• **Required work**
List every line of the listing below that contains the word "wall", matching case exactly.

• **Material for the task**
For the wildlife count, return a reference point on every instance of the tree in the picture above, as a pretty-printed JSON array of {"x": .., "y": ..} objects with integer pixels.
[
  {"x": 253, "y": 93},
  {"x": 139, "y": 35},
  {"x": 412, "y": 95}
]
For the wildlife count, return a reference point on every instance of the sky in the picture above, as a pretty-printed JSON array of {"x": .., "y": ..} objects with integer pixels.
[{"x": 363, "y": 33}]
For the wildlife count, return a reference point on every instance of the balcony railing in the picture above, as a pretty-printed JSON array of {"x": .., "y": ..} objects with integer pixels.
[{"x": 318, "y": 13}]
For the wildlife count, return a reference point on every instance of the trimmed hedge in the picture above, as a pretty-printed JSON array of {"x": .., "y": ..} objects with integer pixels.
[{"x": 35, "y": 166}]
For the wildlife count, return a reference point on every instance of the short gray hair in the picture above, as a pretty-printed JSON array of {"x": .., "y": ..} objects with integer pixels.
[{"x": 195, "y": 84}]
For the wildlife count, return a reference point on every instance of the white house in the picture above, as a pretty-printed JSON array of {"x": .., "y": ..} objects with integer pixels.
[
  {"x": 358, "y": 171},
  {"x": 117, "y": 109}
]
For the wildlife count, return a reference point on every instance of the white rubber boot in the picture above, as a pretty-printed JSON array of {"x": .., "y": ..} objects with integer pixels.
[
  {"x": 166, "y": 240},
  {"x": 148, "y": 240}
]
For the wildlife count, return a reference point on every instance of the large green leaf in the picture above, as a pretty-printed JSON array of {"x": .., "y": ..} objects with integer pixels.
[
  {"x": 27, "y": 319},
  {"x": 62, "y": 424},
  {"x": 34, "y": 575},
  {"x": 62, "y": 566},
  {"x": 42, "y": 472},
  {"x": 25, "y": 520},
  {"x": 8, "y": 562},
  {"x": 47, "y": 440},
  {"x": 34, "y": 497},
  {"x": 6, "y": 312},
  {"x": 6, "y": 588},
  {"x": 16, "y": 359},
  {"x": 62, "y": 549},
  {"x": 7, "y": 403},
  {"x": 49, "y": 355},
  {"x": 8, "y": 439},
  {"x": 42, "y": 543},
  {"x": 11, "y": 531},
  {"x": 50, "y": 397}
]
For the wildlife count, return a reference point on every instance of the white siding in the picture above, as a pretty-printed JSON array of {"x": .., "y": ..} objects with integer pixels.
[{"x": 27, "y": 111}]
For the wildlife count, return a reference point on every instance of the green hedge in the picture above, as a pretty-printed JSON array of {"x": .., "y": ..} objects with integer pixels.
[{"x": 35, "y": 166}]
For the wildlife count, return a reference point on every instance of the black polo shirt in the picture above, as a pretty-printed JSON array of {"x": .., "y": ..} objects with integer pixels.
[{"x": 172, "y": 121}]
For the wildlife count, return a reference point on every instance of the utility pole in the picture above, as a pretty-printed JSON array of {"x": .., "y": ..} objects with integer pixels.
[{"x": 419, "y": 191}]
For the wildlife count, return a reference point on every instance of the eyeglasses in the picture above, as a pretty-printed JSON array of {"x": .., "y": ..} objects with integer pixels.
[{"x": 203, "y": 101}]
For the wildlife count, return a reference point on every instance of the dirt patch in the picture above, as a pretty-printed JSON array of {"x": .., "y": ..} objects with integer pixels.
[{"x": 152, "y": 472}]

--

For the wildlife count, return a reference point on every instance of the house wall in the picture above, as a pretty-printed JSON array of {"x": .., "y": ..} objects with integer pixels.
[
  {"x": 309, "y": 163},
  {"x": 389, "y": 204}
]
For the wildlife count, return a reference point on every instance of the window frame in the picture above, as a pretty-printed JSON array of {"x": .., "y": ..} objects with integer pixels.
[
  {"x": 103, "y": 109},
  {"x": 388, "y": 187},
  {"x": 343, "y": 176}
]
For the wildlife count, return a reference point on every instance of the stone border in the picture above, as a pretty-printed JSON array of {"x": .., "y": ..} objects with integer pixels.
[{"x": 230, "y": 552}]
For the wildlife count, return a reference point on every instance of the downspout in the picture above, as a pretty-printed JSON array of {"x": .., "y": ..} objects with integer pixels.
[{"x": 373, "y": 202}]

• **Full response**
For the wildlife count, return a reference point on every instance of the house wall in the picture above, as a pretty-printed JSON array of {"x": .., "y": ..} objects with integer pixels.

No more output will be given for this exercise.